═════ GIVEN DATA ═════

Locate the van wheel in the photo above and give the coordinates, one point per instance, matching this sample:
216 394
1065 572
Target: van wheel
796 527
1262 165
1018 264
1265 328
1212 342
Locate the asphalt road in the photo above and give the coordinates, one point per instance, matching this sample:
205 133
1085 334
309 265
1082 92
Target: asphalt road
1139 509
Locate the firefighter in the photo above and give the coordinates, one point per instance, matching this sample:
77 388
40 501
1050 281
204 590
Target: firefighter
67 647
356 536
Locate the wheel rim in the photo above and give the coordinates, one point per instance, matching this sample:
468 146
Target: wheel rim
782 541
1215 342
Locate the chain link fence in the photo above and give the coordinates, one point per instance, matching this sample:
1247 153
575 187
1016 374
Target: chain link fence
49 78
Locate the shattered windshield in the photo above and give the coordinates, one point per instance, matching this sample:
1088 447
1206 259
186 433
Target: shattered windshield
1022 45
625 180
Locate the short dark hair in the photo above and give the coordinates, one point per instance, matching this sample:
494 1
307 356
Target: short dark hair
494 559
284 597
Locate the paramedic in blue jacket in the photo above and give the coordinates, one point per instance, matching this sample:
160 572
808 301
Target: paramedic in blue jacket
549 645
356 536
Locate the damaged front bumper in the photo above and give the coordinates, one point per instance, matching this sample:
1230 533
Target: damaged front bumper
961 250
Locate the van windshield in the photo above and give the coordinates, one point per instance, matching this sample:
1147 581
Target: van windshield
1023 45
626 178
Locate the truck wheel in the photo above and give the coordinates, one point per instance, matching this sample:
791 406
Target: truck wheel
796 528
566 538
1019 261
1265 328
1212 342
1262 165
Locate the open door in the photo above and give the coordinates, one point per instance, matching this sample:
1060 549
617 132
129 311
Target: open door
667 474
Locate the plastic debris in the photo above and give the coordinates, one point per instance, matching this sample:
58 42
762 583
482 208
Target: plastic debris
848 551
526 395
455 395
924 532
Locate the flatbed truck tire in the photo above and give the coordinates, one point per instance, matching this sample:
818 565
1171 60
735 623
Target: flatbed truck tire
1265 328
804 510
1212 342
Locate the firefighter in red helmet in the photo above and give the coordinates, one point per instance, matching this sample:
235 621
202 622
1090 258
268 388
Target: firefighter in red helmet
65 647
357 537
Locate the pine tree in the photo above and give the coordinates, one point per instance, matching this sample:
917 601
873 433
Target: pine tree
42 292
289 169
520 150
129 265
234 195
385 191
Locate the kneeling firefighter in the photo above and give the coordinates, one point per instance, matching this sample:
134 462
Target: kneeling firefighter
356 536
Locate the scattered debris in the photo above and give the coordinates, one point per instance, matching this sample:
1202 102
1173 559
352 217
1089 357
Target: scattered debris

═════

WHAT THE TASK ASKS => Please quote the records from the line that contains "Locate the pine" through the end of the records, reproducing every line word for word.

EXERCISE RESULT =>
Locate the pine tree in the photo above and give the coordinates, one point per instance, matching this sample:
917 601
873 433
Target: pine tree
42 292
289 169
520 150
129 265
234 195
385 191
Locate the kneeling firefighter in the photo above and give the coordinates, one point per instance, matching this sample:
134 462
Target: kneeling firefighter
356 536
Locate the scattered debris in the photo above and give the coordinates, one point per instance, matching this sample:
1202 102
1173 559
352 217
1089 357
Target: scattered debris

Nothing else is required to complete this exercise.